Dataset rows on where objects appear
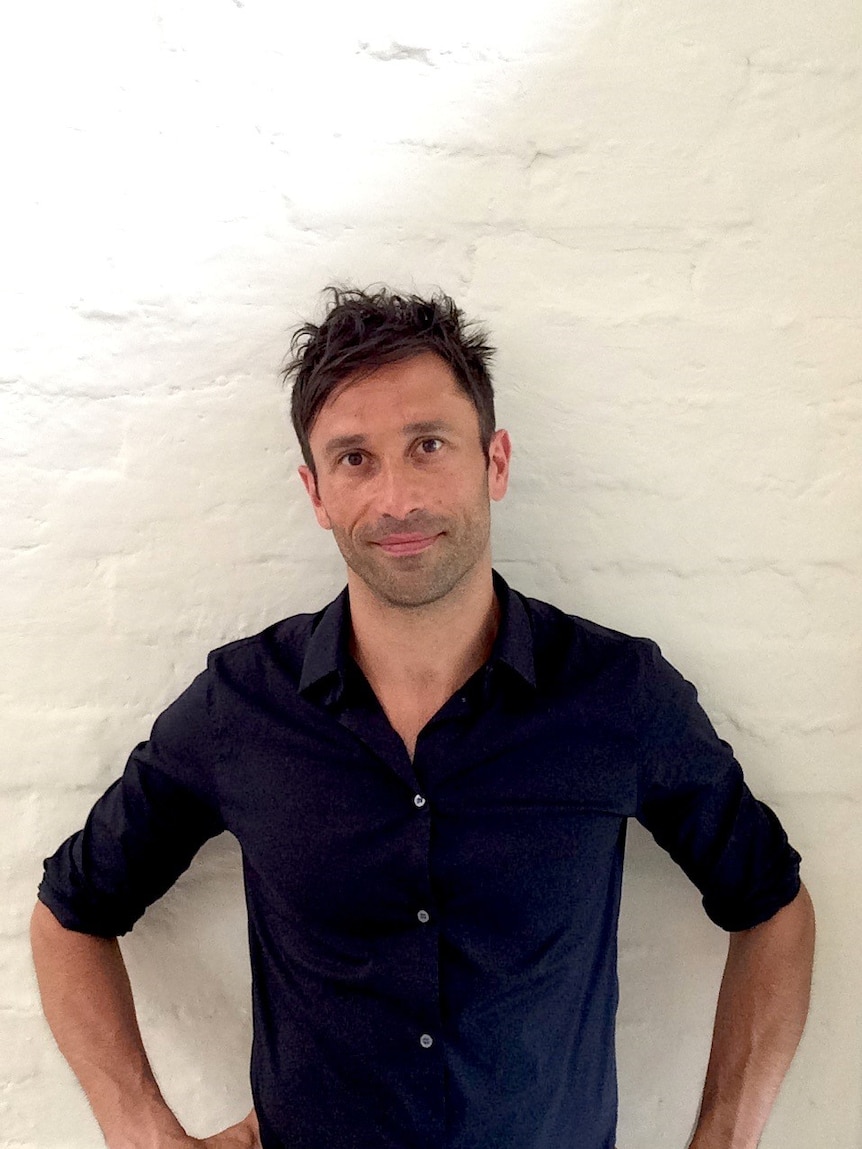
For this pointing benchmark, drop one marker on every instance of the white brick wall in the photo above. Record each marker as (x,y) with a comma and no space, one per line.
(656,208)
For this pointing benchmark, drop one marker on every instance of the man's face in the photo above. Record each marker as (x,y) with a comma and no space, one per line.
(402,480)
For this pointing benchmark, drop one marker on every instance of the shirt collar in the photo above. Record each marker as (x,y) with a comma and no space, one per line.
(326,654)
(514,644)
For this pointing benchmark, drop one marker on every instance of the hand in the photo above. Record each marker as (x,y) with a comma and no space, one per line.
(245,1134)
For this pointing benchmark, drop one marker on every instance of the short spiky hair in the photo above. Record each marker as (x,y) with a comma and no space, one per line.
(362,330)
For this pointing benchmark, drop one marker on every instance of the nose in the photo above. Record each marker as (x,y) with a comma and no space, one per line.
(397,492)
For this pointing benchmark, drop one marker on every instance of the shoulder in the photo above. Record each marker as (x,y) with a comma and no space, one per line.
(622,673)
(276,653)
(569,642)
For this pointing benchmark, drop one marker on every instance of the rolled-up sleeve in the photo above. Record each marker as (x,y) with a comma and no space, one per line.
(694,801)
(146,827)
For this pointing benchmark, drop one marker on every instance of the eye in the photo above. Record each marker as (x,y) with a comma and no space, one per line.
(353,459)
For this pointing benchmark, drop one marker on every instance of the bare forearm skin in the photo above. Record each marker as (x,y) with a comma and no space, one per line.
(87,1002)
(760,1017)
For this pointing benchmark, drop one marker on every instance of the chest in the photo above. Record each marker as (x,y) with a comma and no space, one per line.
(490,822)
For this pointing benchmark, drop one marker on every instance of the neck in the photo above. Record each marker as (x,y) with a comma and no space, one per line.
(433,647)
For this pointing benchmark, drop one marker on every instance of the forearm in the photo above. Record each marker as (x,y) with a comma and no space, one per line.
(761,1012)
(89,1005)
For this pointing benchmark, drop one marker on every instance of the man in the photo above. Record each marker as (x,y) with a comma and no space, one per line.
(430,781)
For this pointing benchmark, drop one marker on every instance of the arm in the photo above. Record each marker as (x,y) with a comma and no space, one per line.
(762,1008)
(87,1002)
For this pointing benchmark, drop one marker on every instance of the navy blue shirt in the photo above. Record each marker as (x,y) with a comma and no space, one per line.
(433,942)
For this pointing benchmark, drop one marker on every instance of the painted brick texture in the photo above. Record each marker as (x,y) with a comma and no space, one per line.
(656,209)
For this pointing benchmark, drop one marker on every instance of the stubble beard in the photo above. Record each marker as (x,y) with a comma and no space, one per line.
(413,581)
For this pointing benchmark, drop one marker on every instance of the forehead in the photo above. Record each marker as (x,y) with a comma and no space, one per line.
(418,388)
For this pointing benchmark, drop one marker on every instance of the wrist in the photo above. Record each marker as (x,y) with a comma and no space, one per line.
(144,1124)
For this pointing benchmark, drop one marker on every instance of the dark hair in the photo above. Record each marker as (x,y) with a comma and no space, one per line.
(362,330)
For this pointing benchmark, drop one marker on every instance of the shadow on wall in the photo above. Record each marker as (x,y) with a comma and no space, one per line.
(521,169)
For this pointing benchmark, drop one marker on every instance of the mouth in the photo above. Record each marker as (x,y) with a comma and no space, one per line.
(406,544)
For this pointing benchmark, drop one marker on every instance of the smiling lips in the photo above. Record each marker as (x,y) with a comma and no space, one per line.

**What you will do:**
Print the line containing "of the dark" and every line after it to the end of the records above, exactly as written, and nothing else.

**Task output:**
For this pointing benchmark, drop one marker on every instance of the dark hair in the photo above. Record each marker as (x,y) with a comma and no space, one per line.
(362,330)
For this pointing benchmark, drop one marker on every instance of the shadow on wall in the photo above. Record each marker as (x,y) with a comma and no space, one per line.
(521,169)
For this pointing benchmark, drop one marker on every instance of the mouth in the photo above. Record each marker as (x,y) with a comma and no space, one per line.
(406,544)
For this pointing benchmark, drop one marker on every instance of the smiling lips in the photo above. Record each marker as (x,y) with a comma and no space, one per line.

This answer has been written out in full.